Copy the material from its first line through the line that contains "[[[152,73],[153,75],[168,75],[168,73]]]", keeping every line, and offset each vertex coordinate in the polygon outlines by adding 118 to it.

Dataset entries.
▶

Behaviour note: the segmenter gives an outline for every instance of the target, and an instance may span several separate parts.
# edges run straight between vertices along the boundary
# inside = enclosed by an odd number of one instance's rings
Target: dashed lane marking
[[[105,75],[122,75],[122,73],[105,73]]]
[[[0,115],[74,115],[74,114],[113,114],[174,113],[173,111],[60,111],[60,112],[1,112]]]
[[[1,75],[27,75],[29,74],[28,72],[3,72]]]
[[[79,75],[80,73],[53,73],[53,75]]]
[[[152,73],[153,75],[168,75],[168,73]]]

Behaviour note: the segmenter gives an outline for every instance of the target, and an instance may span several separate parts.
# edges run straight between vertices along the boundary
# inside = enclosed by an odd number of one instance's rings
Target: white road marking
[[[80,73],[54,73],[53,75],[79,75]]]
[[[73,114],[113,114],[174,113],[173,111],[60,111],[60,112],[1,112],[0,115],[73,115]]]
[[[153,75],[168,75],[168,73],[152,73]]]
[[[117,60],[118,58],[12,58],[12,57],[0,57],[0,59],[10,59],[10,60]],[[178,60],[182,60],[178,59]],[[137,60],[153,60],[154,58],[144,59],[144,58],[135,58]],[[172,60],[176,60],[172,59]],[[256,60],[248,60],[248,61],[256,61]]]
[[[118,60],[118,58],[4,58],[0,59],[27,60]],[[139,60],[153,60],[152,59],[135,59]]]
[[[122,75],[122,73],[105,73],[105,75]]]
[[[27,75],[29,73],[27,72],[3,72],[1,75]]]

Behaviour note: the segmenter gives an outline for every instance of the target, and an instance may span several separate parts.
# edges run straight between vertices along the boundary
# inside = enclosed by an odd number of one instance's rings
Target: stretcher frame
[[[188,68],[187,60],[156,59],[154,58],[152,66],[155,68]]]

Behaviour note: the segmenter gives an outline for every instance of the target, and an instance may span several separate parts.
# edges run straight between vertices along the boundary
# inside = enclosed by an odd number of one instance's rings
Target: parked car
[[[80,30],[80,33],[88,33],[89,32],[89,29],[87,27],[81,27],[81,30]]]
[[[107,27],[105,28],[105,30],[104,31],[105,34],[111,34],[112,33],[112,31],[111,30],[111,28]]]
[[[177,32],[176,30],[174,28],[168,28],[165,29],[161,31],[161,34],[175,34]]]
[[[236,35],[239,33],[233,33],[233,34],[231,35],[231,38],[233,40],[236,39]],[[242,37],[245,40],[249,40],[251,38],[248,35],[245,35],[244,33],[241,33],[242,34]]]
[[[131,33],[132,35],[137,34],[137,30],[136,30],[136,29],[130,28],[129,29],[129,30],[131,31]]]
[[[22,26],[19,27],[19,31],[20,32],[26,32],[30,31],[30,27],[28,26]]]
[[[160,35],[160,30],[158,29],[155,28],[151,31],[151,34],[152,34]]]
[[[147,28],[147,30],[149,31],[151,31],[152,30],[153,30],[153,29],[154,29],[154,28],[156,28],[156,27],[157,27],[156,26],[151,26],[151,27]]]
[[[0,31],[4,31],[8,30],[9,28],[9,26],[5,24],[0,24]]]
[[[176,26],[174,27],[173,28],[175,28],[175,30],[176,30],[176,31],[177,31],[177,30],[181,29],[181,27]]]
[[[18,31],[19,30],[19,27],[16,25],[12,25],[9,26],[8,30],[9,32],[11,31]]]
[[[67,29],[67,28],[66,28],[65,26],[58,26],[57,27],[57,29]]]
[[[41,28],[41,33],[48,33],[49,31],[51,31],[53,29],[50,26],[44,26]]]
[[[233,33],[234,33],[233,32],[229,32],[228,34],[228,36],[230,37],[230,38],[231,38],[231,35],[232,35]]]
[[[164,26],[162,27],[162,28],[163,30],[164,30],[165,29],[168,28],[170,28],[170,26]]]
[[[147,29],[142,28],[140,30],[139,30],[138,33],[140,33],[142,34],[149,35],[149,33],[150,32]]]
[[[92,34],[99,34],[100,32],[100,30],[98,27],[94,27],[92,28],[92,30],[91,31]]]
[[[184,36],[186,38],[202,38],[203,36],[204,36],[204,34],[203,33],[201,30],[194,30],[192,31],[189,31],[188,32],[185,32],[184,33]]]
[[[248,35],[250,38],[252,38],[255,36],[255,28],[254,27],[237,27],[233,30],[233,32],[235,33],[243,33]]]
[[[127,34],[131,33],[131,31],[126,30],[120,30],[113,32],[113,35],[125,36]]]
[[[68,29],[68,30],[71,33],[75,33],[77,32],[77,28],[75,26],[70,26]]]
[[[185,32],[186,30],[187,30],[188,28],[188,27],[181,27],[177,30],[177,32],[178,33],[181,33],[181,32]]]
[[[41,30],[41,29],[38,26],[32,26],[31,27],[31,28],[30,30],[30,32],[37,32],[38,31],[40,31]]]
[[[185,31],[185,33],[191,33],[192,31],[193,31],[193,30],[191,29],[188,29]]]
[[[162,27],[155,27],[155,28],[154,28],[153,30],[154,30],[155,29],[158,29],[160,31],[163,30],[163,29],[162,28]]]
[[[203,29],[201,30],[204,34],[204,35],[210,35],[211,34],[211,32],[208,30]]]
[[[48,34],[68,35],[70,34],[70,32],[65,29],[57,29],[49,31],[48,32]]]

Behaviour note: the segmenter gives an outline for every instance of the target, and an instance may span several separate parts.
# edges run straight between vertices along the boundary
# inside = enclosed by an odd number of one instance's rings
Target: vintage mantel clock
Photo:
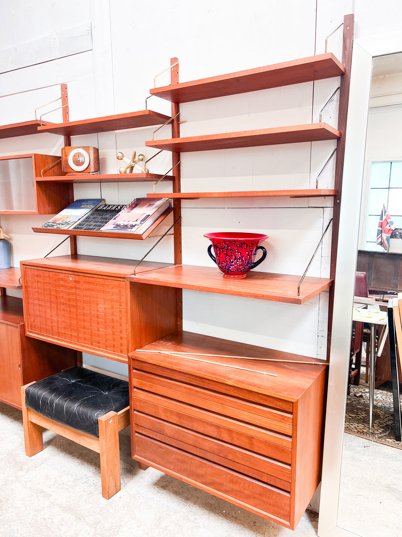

◀

Answer for this exercise.
Behaviour note: the segmenter gives an outline for every instance of the target, and an instance may span several separate parts.
# edges run straight between vertices along the boundary
# inside = enclosed by an odd number of one instance's rings
Target: dashed lane marking
[[[223,193],[240,193],[240,191],[223,191]]]
[[[118,233],[192,233],[192,232],[231,232],[292,231],[291,229],[178,229],[178,230],[119,230]]]
[[[119,193],[145,193],[147,192],[146,190],[121,190]]]
[[[197,193],[198,191],[171,191],[171,193]]]
[[[270,191],[271,193],[286,193],[286,191]]]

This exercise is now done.